→ **Records for the exercise**
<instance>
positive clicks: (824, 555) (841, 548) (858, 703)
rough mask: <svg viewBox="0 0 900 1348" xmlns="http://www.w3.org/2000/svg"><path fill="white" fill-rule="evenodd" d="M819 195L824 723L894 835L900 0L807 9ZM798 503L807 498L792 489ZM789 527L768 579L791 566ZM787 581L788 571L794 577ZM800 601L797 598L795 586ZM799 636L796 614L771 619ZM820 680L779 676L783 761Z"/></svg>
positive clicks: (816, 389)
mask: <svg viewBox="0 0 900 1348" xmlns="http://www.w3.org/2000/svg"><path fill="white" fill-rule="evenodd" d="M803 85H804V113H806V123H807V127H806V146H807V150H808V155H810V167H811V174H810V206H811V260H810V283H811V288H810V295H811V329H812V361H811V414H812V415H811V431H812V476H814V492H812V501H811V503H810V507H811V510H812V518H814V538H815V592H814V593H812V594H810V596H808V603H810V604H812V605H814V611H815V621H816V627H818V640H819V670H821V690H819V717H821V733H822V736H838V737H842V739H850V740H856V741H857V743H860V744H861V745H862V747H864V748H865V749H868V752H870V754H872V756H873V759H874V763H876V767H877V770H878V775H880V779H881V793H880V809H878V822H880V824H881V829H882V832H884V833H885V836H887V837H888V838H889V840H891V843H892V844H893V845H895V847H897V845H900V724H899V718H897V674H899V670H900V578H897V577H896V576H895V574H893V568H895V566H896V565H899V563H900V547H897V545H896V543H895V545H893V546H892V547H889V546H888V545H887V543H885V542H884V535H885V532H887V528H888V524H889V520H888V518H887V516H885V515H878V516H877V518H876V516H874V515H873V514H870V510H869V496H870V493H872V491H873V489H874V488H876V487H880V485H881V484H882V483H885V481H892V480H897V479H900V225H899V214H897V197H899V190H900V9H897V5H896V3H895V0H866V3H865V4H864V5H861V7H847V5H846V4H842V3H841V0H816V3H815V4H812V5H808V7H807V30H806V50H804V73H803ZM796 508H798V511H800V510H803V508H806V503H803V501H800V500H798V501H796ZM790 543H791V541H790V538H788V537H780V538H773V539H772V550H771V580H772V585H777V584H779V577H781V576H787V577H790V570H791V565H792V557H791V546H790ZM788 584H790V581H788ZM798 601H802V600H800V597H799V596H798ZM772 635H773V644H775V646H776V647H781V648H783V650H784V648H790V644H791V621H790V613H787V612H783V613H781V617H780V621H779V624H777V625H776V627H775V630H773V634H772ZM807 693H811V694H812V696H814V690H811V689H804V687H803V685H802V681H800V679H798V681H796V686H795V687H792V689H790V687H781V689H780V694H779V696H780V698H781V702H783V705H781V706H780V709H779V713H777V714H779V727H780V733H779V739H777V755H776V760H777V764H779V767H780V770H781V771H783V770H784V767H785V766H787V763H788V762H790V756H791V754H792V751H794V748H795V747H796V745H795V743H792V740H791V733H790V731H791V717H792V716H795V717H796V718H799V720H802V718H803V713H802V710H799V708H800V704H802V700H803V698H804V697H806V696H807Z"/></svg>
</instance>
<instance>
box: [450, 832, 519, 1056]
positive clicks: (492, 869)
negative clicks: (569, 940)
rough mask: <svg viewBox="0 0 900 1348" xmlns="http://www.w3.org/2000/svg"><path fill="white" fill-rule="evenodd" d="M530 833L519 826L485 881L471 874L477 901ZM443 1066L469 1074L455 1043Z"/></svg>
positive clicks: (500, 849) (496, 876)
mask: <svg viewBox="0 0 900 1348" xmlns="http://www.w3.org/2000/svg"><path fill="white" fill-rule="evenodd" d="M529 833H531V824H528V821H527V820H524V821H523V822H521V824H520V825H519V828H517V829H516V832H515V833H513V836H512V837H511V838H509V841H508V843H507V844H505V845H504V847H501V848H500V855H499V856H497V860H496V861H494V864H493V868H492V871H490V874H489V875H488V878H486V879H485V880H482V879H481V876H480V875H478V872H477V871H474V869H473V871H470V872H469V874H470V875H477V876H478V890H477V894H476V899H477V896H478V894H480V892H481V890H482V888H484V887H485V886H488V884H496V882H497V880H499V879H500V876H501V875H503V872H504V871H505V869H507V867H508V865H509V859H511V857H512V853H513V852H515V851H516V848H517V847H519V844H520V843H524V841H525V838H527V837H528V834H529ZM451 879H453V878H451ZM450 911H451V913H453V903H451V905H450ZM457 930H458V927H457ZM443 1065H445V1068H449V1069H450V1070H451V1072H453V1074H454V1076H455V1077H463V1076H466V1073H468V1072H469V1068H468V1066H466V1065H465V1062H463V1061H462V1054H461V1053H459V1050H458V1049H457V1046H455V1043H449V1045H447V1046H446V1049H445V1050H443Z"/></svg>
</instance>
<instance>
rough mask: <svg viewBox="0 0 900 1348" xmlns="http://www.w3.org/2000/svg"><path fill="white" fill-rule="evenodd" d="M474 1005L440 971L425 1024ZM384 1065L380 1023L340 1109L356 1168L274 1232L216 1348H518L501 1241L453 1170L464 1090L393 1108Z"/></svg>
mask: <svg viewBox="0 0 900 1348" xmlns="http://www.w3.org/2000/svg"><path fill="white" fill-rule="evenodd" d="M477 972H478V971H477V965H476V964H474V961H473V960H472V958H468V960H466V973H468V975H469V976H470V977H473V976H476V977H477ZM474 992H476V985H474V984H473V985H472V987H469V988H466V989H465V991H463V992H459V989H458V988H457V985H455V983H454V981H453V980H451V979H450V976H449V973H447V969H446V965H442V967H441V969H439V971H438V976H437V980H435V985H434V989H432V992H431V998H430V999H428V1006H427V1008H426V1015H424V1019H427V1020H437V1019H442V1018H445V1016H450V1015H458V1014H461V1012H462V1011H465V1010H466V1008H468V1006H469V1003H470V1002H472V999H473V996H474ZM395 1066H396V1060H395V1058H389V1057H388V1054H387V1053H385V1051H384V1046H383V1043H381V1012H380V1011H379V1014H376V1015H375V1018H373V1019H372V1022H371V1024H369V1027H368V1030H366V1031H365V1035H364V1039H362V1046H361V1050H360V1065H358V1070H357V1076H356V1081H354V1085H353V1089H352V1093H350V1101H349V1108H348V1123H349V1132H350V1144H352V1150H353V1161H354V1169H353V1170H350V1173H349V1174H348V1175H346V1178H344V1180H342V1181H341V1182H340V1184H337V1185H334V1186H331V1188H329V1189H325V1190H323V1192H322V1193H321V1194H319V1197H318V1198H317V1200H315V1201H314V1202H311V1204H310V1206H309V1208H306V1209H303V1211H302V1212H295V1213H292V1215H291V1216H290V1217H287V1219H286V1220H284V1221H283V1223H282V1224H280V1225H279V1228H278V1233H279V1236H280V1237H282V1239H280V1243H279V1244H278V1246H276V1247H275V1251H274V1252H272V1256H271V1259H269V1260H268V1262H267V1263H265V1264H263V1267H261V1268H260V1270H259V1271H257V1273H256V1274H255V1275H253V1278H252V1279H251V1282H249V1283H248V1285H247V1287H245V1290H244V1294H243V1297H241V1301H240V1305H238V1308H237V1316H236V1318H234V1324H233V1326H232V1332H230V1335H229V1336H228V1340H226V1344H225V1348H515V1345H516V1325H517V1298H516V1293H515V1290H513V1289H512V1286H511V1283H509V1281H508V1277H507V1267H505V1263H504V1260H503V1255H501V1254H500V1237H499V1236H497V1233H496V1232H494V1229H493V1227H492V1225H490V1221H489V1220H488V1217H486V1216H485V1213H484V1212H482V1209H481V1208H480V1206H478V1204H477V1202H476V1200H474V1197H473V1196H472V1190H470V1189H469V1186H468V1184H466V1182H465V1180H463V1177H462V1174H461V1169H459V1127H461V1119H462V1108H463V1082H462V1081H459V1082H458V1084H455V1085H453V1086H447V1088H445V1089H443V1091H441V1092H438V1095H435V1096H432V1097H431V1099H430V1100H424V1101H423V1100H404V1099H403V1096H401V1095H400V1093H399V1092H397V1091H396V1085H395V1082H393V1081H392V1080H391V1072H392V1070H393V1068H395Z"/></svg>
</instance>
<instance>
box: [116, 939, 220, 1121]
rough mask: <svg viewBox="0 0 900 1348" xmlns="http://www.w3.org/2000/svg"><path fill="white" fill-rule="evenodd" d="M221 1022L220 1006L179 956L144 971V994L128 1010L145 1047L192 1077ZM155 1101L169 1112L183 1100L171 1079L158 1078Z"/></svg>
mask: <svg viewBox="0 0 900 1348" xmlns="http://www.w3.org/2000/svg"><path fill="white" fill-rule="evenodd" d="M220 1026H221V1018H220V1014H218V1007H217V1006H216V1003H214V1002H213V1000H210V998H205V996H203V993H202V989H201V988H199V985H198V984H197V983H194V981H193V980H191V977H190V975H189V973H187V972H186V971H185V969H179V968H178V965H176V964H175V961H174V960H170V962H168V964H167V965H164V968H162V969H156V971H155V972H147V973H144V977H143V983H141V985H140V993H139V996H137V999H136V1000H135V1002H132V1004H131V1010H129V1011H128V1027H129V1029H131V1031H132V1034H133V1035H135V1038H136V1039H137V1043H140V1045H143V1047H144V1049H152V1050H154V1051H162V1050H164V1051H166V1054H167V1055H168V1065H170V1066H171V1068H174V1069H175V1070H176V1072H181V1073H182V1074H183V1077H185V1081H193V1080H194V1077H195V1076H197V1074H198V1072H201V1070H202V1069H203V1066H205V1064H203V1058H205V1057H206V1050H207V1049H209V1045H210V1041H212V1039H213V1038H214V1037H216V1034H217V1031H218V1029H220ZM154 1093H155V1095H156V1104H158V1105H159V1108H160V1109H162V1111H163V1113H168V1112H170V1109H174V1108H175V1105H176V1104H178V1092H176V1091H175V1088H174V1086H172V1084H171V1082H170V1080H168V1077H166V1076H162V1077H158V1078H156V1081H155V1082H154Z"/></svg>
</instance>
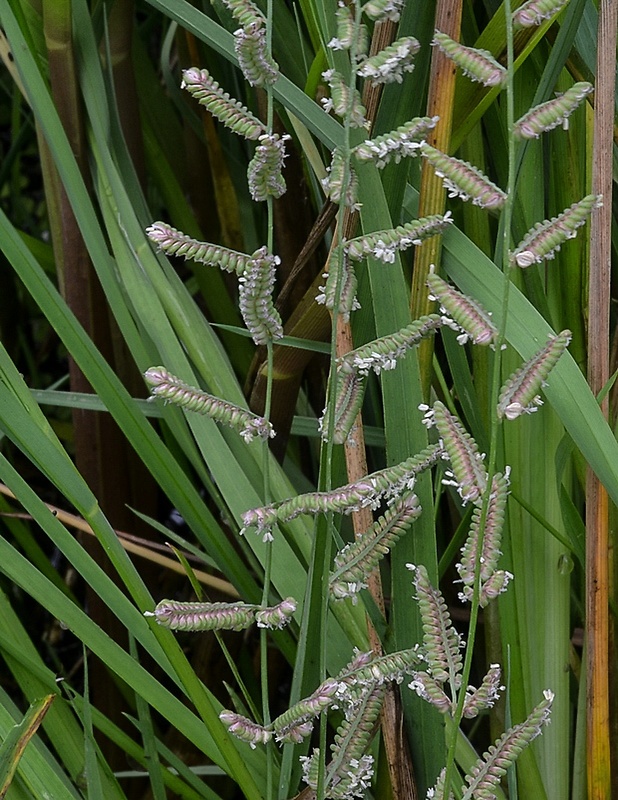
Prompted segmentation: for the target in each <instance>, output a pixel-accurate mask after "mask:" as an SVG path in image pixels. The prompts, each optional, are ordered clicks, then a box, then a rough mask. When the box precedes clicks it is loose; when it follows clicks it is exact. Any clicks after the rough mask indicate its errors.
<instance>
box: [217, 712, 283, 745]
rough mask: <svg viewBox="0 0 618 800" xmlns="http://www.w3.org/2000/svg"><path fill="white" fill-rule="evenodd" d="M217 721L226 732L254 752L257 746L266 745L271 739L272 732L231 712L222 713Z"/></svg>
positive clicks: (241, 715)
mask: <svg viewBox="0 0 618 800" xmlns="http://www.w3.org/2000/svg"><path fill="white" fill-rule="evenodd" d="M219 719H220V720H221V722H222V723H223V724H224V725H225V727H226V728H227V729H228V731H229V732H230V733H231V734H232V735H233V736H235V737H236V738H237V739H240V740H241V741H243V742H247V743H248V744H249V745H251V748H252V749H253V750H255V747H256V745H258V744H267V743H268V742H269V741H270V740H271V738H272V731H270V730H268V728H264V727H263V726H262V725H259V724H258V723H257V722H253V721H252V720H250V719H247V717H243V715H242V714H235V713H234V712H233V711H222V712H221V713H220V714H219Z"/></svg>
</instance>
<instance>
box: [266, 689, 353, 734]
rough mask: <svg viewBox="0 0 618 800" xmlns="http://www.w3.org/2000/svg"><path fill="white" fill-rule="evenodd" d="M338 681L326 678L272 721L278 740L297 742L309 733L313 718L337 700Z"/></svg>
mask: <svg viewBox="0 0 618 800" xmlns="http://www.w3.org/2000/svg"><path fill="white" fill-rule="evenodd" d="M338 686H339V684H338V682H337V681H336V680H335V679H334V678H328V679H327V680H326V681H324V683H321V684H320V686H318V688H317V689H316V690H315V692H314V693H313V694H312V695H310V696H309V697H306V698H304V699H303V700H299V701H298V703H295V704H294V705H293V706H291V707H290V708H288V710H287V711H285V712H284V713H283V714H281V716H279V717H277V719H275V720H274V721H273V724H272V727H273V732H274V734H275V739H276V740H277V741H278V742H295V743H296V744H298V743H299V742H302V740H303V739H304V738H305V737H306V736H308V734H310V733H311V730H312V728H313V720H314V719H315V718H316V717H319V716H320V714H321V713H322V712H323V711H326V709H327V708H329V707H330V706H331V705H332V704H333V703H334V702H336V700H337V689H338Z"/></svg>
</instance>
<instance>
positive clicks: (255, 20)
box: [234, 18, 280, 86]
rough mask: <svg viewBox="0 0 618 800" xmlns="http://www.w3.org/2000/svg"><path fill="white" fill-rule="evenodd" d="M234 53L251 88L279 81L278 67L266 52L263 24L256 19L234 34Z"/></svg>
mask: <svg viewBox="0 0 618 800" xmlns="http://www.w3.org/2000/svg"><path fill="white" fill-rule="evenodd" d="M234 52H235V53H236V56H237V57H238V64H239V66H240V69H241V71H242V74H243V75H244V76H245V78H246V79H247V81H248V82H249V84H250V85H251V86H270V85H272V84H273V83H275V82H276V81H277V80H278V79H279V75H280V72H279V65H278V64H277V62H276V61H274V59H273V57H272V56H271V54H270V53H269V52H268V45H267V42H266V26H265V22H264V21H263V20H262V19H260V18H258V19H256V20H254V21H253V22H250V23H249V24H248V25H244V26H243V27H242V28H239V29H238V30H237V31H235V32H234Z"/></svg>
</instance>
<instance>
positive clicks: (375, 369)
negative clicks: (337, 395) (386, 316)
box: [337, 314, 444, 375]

→ **Task to complete**
Scan the material above for lines that contain the string "negative", and copy each such line.

→ **Your solution**
negative clicks: (569, 940)
negative clicks: (337, 395) (386, 316)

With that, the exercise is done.